__Supplied records__:
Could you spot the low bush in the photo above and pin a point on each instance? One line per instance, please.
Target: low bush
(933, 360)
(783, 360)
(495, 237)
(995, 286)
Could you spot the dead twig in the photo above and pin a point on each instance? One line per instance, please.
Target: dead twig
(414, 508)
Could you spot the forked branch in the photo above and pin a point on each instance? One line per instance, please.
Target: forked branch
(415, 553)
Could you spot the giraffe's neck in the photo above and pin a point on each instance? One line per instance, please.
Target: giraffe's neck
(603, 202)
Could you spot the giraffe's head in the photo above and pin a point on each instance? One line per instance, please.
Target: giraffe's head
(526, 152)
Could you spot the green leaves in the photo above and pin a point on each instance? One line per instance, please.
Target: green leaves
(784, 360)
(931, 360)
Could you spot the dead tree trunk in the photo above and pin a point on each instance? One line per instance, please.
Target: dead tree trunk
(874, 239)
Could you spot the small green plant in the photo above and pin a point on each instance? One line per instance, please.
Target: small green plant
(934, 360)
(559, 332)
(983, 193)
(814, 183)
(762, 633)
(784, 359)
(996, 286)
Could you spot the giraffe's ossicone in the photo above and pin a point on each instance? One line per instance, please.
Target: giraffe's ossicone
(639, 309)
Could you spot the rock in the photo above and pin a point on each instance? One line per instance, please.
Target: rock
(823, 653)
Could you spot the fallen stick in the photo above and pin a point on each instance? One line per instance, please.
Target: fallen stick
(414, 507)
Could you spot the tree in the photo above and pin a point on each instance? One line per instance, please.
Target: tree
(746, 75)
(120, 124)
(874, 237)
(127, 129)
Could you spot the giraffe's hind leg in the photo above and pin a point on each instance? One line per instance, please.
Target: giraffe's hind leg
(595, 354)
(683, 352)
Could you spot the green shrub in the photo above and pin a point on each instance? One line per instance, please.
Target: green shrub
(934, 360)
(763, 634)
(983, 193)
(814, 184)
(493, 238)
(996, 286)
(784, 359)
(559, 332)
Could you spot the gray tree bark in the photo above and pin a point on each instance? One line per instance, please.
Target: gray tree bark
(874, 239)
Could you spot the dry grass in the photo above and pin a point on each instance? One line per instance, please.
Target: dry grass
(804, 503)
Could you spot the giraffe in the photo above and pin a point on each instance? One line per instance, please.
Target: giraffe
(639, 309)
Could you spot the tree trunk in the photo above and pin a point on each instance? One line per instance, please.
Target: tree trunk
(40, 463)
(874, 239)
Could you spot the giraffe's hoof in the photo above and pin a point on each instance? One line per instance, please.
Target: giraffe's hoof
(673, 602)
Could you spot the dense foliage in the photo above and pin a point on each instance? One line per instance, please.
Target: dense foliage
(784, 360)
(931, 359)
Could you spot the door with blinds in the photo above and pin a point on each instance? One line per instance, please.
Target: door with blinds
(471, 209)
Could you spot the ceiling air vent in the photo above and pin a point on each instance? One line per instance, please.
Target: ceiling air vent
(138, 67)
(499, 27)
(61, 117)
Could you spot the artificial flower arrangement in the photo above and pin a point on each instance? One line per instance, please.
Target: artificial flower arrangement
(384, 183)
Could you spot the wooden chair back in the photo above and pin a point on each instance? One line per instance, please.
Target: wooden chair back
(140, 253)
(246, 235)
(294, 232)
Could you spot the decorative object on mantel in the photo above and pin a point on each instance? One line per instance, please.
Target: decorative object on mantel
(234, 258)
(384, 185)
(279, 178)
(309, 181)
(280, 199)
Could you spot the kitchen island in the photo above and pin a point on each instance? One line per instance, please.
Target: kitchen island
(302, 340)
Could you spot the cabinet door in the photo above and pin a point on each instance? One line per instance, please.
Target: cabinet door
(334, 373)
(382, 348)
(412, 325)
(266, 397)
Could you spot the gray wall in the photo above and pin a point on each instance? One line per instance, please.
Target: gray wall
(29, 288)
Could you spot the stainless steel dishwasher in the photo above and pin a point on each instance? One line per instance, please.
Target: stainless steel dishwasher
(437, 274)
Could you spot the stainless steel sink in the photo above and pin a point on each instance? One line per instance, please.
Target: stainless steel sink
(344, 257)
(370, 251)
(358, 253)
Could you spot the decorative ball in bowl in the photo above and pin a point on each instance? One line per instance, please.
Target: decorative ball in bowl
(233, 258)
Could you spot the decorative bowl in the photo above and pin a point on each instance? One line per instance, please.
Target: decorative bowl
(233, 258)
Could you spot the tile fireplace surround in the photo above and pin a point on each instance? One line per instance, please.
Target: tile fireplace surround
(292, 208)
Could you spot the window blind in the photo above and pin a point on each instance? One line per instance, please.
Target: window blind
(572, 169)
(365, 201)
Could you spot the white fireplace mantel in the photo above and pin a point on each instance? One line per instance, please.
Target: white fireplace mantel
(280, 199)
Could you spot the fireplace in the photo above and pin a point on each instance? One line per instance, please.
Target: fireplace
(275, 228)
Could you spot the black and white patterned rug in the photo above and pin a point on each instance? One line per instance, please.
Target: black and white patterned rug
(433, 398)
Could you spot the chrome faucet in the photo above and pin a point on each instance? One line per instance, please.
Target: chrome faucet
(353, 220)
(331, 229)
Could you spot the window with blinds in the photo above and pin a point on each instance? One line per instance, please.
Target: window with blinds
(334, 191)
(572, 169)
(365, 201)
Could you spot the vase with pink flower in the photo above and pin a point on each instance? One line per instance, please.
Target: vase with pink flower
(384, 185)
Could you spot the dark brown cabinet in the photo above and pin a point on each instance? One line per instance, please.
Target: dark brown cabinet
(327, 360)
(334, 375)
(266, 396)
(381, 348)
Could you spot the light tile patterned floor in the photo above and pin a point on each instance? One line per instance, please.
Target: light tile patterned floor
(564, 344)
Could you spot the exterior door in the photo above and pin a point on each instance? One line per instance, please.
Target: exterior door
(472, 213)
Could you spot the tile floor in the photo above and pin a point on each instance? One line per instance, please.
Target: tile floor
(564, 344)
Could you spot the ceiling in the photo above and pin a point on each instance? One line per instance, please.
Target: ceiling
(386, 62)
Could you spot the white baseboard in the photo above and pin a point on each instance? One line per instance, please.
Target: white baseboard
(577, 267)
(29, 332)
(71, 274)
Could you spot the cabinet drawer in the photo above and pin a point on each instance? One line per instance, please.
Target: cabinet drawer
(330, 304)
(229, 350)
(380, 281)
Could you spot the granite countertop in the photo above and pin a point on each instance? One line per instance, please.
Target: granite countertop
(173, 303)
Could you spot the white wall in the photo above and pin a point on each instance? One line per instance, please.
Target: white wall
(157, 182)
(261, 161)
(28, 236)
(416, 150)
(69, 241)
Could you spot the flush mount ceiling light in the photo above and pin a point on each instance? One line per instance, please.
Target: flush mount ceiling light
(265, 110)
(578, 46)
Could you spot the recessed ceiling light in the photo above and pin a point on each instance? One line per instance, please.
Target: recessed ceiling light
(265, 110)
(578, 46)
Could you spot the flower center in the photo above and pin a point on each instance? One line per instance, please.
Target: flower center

__Activity__: Only the lines from the beginning of the listing through the line containing "Could you spot the giraffe's head" are wanted, each restated word for word.

__Written answer__:
Could you spot the low bush in the photo above and pin a point on each instance? One line per instance, please.
Target: low bush
(933, 360)
(783, 360)
(495, 237)
(995, 286)
Could you spot the dead twig in the photo above and pin a point on each instance? One line per instance, please.
Target: dead twig
(414, 508)
Could you spot the forked branch in the photo above and pin a point on each instance? One line per instance, please.
Target: forked branch
(415, 553)
Could you spot the giraffe's neck in the photo above and pin a point on each instance? One line per instance, please.
Target: giraffe's neck
(603, 202)
Could you spot the giraffe's head in the photo above and pin a point on each instance? One line per instance, please.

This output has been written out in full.